Texto fornecido:
+++
Tocantinenses da Escarnnia apostam na brutalidade do death metal em um disco técnico, agressivo e muito bem executado

Desde sua criação e consolidação no início dos anos 70, o heavy metal vem incorporando elementos a sua sonoridade original, criando inúmeras vertentes musicais, cada uma com suas características e públicos próprios. Nos anos 80 o gênero se popularizou cada vez mais com bandas outrora marginalizadas agora lotando estádios e saindo do underground. Nessa mesma década, muitas bandas sedentas por mais e mais peso em suas composições, começaram a praticar um som cada vez mais sujo e agressivo, dando origem aos gêneros mais extremos da música pesada, tais como o thrash, o death e o black metal de bandas como Metallica, Venom, Possessed e Bathory. 

No Brasil, a primeira banda a ganhar notoriedade e reconhecimento internacional fazendo um som mais extremo foi o Sepultura, que na segunda metade da década de 80 tornou-se uma das maiores bandas de metal do mundo, alimentando os sonhos e a imaginação de inúmeras bandas mais pesadas que se escondiam em garagens ou tocavam para públicos minúsculos em casas de shows de péssima estrutura. Mais de três décadas depois do surgimento do Sepultura, o metal extremo já tem suas vertentes principais consolidadas e segue se expandindo, gerando novas bandas e originando novos subgêneros derivados ao ser mesclado com o metal melódico ou o progressivo, para citar apenas alguns exemplos.
+++
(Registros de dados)
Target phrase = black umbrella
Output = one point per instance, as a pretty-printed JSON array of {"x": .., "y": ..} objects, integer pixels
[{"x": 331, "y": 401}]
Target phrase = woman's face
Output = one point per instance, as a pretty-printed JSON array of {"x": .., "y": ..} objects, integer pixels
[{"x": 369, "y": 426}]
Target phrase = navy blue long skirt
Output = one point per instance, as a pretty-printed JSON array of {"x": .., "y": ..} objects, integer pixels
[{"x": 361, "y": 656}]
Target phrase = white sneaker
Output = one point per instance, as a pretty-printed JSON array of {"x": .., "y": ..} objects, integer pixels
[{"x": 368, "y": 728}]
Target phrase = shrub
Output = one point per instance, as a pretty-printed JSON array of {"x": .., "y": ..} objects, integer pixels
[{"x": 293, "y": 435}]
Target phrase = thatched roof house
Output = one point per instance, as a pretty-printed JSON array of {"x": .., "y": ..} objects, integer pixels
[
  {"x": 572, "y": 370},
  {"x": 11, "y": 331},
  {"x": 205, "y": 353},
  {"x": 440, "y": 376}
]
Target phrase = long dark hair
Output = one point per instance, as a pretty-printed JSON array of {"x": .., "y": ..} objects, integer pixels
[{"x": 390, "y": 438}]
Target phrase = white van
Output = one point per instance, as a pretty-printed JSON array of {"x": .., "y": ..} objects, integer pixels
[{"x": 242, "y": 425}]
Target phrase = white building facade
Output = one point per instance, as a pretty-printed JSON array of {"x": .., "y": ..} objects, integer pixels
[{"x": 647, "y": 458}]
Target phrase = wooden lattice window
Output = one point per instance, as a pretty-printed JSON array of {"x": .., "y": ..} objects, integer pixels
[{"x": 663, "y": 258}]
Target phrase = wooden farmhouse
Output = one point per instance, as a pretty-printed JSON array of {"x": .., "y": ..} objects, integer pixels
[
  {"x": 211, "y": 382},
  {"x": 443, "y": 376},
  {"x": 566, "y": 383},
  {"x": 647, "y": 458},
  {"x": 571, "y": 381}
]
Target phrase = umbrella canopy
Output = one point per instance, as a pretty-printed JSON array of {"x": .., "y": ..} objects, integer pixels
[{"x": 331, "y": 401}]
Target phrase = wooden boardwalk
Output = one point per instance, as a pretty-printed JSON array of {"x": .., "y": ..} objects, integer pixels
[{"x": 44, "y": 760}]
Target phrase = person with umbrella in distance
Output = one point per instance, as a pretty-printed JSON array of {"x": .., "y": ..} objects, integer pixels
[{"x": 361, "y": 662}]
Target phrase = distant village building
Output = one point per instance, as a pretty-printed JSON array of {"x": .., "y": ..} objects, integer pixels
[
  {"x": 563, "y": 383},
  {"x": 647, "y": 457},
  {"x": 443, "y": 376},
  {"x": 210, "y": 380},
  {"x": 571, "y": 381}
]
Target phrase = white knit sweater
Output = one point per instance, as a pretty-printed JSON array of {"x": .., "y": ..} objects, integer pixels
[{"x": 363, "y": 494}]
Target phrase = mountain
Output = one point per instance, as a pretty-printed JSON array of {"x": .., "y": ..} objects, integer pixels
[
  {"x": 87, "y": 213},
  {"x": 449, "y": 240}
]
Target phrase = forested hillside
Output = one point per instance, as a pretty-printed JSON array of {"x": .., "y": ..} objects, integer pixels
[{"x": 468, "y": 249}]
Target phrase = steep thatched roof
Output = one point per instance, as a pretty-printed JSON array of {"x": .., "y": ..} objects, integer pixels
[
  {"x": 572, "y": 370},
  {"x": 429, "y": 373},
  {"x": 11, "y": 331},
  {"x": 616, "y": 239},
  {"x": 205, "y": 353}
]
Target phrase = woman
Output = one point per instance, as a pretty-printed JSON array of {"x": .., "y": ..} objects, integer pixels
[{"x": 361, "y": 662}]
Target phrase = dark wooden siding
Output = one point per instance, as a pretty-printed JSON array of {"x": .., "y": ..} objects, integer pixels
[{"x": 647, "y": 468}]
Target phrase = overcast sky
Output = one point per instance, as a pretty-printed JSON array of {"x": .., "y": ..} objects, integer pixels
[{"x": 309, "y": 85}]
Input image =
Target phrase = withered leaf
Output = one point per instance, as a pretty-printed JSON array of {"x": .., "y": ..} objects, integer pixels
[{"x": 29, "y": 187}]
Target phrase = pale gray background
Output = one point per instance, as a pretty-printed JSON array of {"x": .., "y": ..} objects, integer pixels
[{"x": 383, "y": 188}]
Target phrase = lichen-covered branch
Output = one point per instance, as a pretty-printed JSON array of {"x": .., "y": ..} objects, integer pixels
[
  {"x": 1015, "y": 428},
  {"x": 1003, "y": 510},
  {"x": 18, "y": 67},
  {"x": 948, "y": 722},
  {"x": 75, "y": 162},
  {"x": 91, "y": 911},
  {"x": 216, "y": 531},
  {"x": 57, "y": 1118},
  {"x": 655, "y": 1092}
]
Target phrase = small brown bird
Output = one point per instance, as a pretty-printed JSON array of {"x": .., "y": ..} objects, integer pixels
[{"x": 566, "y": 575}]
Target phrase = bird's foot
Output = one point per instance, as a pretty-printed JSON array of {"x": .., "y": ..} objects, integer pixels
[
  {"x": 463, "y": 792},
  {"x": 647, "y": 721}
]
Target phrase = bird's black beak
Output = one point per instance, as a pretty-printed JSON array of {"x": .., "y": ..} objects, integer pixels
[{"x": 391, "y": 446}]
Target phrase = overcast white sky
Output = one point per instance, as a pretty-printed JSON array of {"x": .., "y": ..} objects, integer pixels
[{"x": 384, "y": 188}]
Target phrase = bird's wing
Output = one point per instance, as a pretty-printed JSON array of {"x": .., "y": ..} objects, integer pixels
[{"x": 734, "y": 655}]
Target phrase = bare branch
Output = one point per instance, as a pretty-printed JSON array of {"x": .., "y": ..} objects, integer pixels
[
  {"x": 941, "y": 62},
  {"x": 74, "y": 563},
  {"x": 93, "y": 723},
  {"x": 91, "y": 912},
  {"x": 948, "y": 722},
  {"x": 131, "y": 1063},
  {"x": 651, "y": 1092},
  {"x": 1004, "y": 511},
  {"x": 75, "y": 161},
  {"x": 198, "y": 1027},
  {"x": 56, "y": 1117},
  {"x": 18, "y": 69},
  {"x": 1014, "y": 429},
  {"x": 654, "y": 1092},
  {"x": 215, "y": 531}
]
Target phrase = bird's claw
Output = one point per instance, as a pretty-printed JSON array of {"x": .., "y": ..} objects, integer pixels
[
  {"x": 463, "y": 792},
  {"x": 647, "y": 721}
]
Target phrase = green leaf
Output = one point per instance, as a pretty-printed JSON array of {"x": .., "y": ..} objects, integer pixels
+++
Tarefas propostas:
1. De acordo com o texto sobre a Escarnnia, qual foi a primeira banda brasileira a alcançar notoriedade e reconhecimento internacional com um som mais extremo?
2. Prossiga com o texto sobre a Escarnnia a partir da última frase apresentada.

Respostas redigidas:
1. O Sepultura.

2.
Inspirados por muitas outras bandas extremas que vieram depois e conseguiram reconhecimento dentro e fora do país, nos recônditos mais distantes dessa imensa nação novas bandas surgem todos os dias, buscando seu lugar ao sol – ou às trevas – e tentando encontrar sua própria identidade e seu espaço dentro de um estilo musical que ainda anda às margens da sociedade. Saindo da capital tocantinense, a Escarnnia é uma dessas bandas, que aposta em uma sonoridade mesclando elementos de Thrash e especialmente de death metal, carregando as influências de grandes nomes da música extrema e tentando aos poucos incorporar sua própria marca em um som com características já bem conhecidas e definidas.

Lançado no início do ano de 2017, Humanity Isolated é o disco de estreia e até então único registro de estúdio da banda, gravado no Estúdio Lamparina em São Paulo, sob o Selo Classic Metal Records. Formado por Ismael Santana (Vocal/Guitarra), Valber Sousa (Guitarra), Natanael dos Santos (Baixo) e Samuel dos Santos (Bateria), o quarteto aposta em um death metal que busca suas influências em várias escolas do gênero, mas é também dotado de uma personalidade forte e bem definida. A qualidade da gravação do álbum é um destaque, uma vez que deixa todos os instrumentos bem nítidos e permite que a sonoridade da banda crie uma atmosfera pesada e violenta para sua música fluir com naturalidade.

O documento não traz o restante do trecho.